### [Data to use]
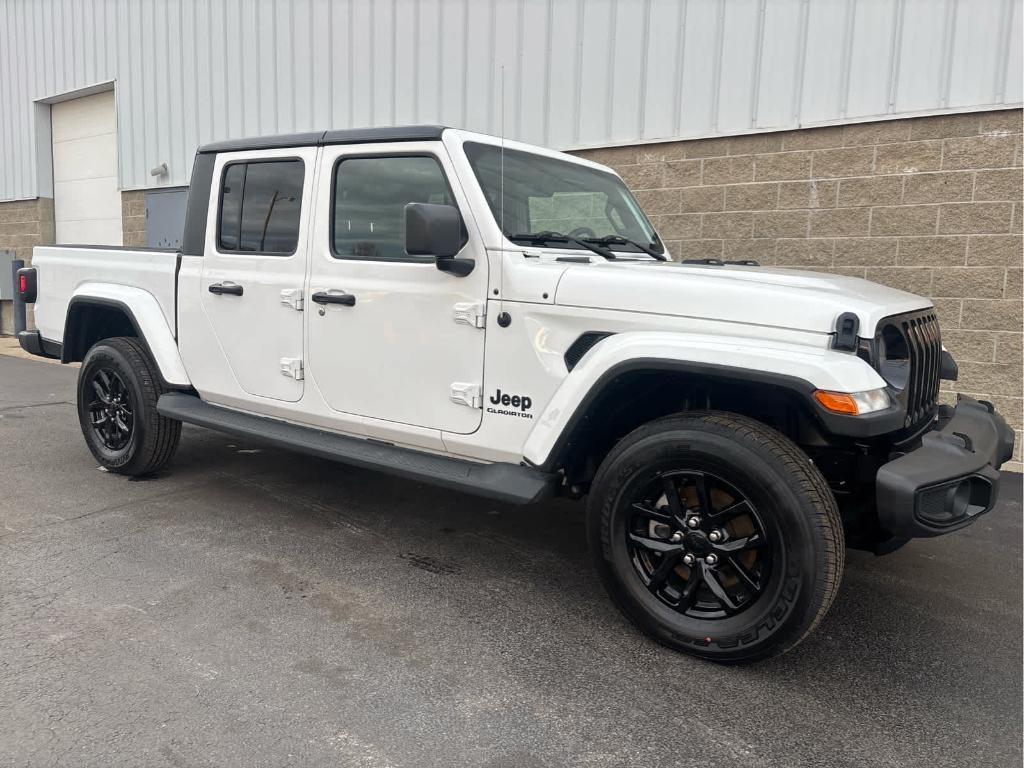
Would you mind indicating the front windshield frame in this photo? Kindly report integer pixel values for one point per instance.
(577, 179)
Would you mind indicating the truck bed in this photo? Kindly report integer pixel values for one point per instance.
(64, 270)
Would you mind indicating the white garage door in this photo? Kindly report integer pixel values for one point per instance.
(86, 200)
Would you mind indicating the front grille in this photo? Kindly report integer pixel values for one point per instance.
(924, 353)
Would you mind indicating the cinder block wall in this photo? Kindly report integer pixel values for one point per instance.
(24, 223)
(133, 217)
(928, 205)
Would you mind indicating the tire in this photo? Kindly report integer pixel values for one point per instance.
(779, 551)
(118, 388)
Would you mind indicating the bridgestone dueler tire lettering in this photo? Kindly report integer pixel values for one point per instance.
(155, 438)
(788, 492)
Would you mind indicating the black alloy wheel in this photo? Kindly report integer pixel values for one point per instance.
(111, 412)
(118, 389)
(699, 545)
(716, 535)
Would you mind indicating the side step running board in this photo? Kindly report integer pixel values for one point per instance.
(506, 482)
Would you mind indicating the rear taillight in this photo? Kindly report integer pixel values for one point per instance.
(27, 285)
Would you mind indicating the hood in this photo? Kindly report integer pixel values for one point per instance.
(752, 295)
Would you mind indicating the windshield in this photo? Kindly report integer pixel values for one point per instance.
(546, 198)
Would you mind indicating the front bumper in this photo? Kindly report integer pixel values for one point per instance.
(951, 478)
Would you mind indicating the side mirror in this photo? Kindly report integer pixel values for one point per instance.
(436, 230)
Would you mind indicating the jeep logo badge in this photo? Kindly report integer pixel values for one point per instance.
(511, 404)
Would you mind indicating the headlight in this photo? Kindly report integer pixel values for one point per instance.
(853, 403)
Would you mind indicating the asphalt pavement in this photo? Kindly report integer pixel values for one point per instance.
(254, 607)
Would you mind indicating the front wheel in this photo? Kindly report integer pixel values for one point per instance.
(118, 388)
(716, 536)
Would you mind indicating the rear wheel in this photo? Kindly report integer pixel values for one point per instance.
(118, 388)
(716, 536)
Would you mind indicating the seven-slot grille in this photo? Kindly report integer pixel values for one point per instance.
(921, 330)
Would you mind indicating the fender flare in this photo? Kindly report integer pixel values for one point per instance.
(797, 368)
(145, 315)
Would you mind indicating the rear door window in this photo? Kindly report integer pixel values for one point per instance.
(260, 207)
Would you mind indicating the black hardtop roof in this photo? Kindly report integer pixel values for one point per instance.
(321, 138)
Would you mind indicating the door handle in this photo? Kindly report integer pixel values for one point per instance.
(220, 289)
(323, 297)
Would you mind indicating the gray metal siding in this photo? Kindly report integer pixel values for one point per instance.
(577, 73)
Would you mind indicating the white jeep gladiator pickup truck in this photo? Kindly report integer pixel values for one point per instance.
(503, 320)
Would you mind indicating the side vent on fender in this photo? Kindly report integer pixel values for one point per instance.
(581, 346)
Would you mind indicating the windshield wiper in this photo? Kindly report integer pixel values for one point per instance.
(552, 237)
(615, 240)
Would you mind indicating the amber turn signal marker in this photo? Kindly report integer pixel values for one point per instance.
(838, 402)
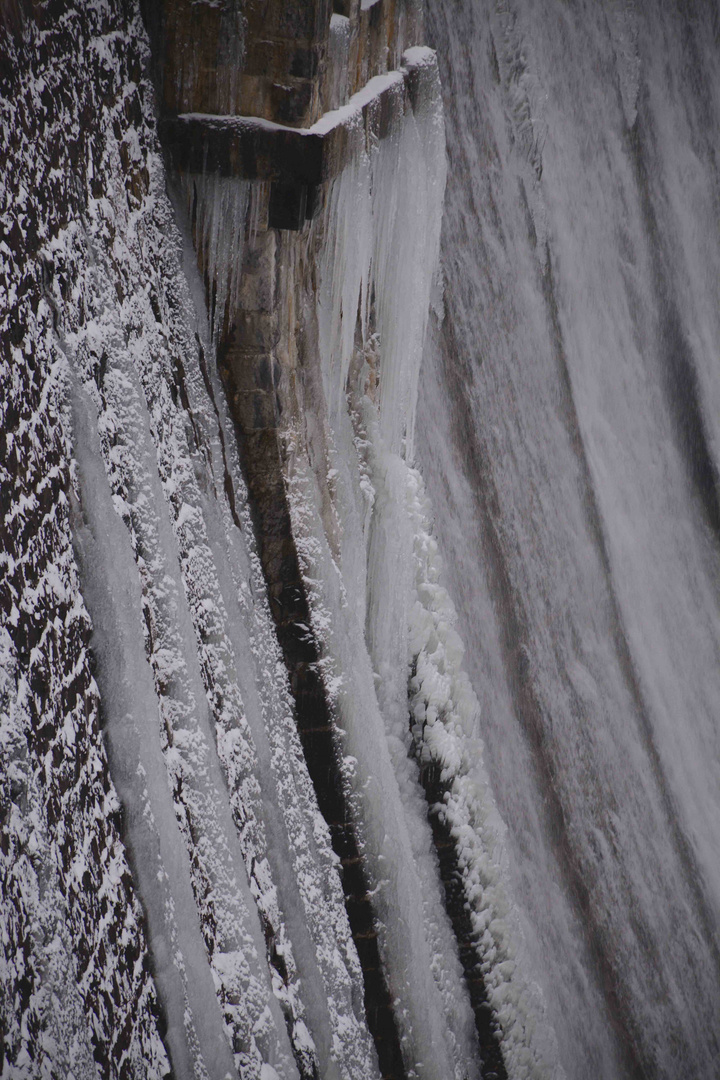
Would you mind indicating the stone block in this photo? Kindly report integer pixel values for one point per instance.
(255, 332)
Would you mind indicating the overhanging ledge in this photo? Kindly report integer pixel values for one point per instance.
(255, 149)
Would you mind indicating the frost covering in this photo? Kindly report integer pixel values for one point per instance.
(385, 623)
(228, 851)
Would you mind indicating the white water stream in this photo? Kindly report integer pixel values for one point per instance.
(568, 433)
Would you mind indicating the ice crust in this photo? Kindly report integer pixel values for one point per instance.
(380, 611)
(232, 860)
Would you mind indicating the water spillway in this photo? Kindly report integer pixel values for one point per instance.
(358, 585)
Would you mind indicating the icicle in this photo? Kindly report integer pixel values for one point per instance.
(221, 208)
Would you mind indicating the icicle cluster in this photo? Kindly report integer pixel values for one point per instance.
(378, 606)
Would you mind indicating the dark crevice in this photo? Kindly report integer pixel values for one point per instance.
(288, 603)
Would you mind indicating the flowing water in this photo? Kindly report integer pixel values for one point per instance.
(513, 589)
(568, 434)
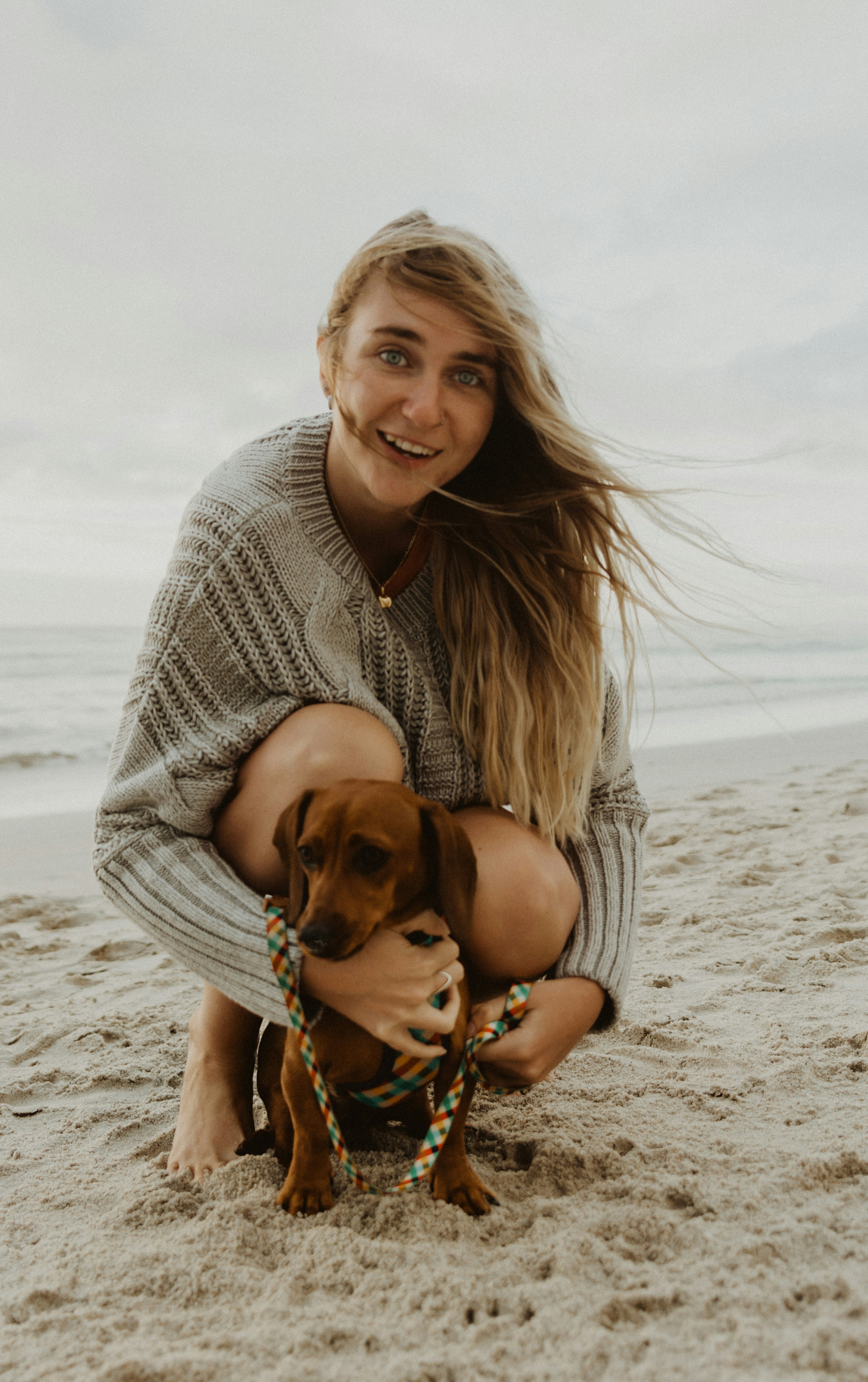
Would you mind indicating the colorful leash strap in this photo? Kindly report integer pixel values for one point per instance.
(437, 1134)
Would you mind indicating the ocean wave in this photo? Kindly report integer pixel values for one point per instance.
(31, 761)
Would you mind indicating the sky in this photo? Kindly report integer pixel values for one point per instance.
(682, 186)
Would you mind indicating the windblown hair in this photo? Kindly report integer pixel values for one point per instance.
(530, 546)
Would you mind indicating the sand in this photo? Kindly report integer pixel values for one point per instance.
(686, 1199)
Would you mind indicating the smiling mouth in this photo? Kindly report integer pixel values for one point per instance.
(407, 450)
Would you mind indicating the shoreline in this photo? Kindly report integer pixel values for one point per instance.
(50, 855)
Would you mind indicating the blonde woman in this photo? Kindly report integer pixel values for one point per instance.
(407, 588)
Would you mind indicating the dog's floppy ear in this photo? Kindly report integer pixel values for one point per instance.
(285, 837)
(454, 869)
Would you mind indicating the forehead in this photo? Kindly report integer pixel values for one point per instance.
(437, 323)
(366, 810)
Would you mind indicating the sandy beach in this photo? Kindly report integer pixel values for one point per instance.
(686, 1199)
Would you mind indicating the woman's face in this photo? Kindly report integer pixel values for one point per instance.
(421, 386)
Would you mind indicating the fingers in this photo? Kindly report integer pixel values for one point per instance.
(401, 1040)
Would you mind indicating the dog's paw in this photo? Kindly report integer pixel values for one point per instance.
(306, 1195)
(461, 1186)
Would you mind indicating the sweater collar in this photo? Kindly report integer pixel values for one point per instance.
(307, 488)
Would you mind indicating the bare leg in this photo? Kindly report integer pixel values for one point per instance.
(216, 1112)
(316, 747)
(526, 904)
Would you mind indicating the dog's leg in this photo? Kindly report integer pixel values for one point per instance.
(453, 1178)
(269, 1065)
(309, 1185)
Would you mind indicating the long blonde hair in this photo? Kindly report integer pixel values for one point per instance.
(528, 548)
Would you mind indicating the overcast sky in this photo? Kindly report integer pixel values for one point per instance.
(682, 186)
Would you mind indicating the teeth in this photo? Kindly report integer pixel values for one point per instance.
(408, 446)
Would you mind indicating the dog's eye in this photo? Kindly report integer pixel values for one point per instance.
(370, 859)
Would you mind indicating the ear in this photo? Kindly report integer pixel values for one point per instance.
(454, 869)
(285, 838)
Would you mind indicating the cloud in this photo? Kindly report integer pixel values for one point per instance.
(679, 184)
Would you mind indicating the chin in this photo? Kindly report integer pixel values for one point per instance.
(399, 488)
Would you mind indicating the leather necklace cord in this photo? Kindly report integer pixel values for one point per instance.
(385, 600)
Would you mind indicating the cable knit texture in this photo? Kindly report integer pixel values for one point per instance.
(266, 609)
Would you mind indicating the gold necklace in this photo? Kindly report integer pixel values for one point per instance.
(385, 600)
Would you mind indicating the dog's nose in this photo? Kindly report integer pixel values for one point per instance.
(320, 939)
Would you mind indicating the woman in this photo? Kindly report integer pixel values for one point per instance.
(408, 588)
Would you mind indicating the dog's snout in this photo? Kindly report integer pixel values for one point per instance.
(321, 939)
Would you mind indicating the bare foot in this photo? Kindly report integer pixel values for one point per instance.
(216, 1113)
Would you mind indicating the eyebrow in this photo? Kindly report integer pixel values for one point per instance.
(406, 334)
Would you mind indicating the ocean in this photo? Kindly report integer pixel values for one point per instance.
(63, 690)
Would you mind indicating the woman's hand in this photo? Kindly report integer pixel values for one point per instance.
(388, 986)
(558, 1013)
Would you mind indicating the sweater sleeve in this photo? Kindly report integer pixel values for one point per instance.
(607, 864)
(200, 700)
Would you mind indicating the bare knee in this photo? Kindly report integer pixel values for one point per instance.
(527, 900)
(323, 744)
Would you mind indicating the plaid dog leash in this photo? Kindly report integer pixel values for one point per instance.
(407, 1074)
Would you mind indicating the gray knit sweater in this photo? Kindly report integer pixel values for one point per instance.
(266, 609)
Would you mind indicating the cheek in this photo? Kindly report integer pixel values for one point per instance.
(475, 425)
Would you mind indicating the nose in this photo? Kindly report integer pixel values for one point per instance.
(321, 939)
(425, 405)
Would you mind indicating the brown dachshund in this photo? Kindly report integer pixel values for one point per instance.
(364, 856)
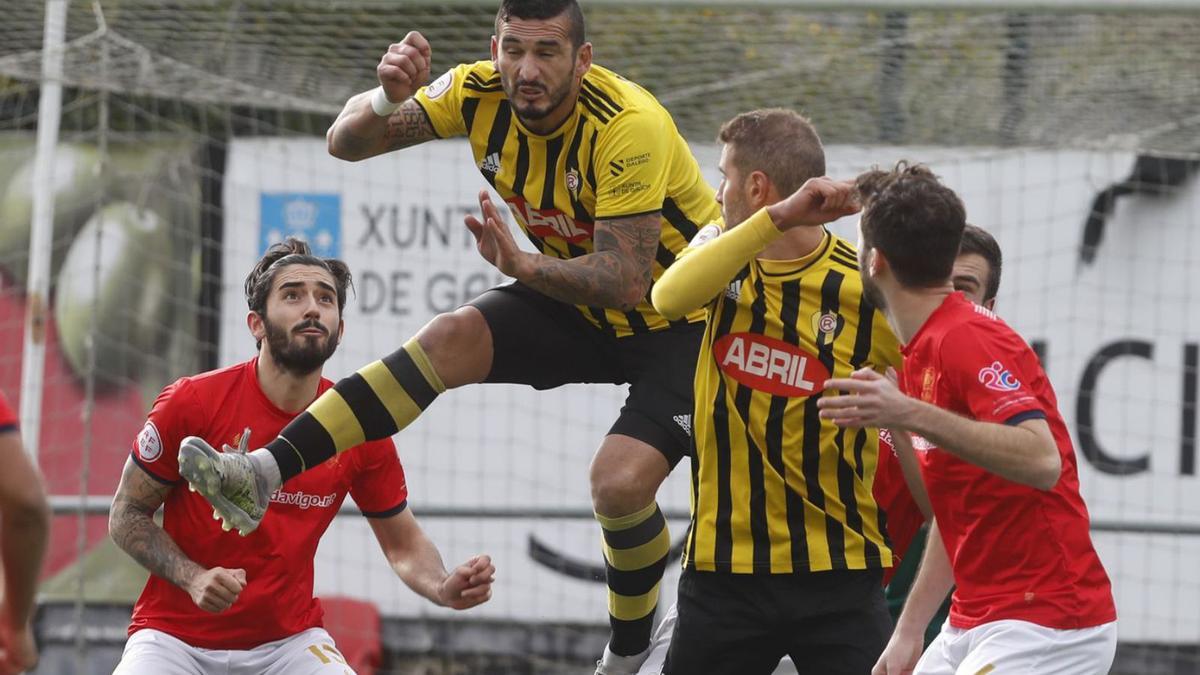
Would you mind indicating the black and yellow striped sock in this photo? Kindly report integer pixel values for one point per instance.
(635, 550)
(375, 402)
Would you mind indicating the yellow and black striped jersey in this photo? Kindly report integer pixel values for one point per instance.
(618, 155)
(775, 489)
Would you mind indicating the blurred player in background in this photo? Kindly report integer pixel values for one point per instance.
(899, 488)
(1011, 530)
(786, 547)
(215, 601)
(595, 173)
(24, 531)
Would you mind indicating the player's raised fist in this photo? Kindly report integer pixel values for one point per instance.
(215, 590)
(405, 67)
(817, 202)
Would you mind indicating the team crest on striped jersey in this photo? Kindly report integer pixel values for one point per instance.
(769, 365)
(827, 327)
(573, 183)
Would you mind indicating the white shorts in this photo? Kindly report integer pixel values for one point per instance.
(1018, 647)
(154, 652)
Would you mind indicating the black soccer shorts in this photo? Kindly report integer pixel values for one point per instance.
(543, 342)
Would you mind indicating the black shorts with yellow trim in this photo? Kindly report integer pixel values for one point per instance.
(545, 344)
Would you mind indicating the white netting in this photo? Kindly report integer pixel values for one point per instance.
(191, 130)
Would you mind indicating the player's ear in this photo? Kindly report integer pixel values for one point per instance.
(875, 261)
(761, 190)
(583, 59)
(255, 322)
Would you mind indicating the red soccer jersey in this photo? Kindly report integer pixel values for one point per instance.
(7, 417)
(1017, 551)
(279, 555)
(904, 517)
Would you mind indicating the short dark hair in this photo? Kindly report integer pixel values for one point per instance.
(778, 142)
(979, 242)
(913, 220)
(544, 10)
(292, 251)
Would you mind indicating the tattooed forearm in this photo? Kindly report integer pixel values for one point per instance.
(616, 275)
(359, 133)
(136, 532)
(408, 126)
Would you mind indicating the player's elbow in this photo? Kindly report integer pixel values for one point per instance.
(665, 303)
(341, 148)
(631, 293)
(1049, 470)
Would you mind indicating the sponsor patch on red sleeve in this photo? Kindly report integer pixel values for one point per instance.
(149, 443)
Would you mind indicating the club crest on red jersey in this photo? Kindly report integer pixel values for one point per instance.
(149, 443)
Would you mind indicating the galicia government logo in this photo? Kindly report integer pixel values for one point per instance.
(313, 217)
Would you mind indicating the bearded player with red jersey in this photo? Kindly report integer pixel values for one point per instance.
(1011, 530)
(219, 601)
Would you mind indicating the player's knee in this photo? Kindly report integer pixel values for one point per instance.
(619, 490)
(459, 345)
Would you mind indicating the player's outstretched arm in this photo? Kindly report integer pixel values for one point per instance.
(617, 274)
(1024, 453)
(819, 201)
(702, 270)
(418, 562)
(27, 524)
(935, 578)
(371, 124)
(132, 527)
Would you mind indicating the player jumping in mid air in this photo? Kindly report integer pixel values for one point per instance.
(27, 524)
(595, 173)
(1011, 530)
(214, 602)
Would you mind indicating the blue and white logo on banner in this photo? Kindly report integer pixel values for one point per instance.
(315, 217)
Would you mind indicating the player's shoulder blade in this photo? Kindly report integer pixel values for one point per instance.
(605, 95)
(480, 77)
(219, 377)
(843, 254)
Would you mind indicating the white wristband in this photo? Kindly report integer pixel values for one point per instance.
(381, 105)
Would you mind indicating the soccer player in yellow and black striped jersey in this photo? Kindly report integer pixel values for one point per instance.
(787, 545)
(595, 173)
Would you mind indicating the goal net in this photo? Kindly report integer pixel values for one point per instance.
(192, 136)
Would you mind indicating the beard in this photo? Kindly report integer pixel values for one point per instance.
(531, 112)
(300, 354)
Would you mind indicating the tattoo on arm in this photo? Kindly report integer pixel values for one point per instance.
(408, 126)
(359, 133)
(132, 527)
(616, 275)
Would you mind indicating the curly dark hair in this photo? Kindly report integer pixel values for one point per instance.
(544, 10)
(292, 251)
(913, 220)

### [Brief]
Return the line where "Would you mind indicating the player's knee" appears, then every line after it to the end of the listing, all exactly as written.

### [Written solution]
Would you mind indicating the player's knee in this photo? Kindly report integer pixel values for one point per instance.
(619, 490)
(459, 345)
Would you mind indicating the player's outstretched arm in this photo? Kindly report integer pixel values for one point per instance.
(617, 274)
(1024, 453)
(819, 201)
(702, 270)
(418, 562)
(27, 524)
(935, 578)
(371, 124)
(132, 527)
Would you mind indicating the player jumping in mid air in this photo? Kindly report integer pixel values for one point per instance.
(27, 524)
(595, 173)
(1011, 530)
(214, 602)
Would you mind indicating the blue and white logo on banner in this photo? Kindly report integer pixel values for one point per instance.
(315, 217)
Would you mind indicating the player's shoulder blade in this photo? Kindly report integer pixel values for one point per instance.
(605, 95)
(480, 77)
(219, 377)
(843, 254)
Would you mind indicating the white wristband in this photo? Kindly report integer pixel values for one point per instance.
(381, 105)
Would you mind indicating the soccer player in yellow and black striped jersey in this photo? Kindly report integer pixel values for one point per instance.
(787, 545)
(595, 173)
Would you mind indicating the goal net in this photo? Kindly report integer pixel values for one point per instance.
(192, 136)
Would you mind indicating the beard in this photo? Kindly report integer pixel values for one point per instance.
(531, 112)
(300, 354)
Would you mind indicating the tattoo on arm in this photo? Kindly report integer pixel values for one point per instance.
(408, 126)
(359, 133)
(132, 527)
(616, 275)
Would you mind indicating the curly dark hair in this photo? Kindly report integer pixel values for one point per instance.
(544, 10)
(292, 251)
(913, 220)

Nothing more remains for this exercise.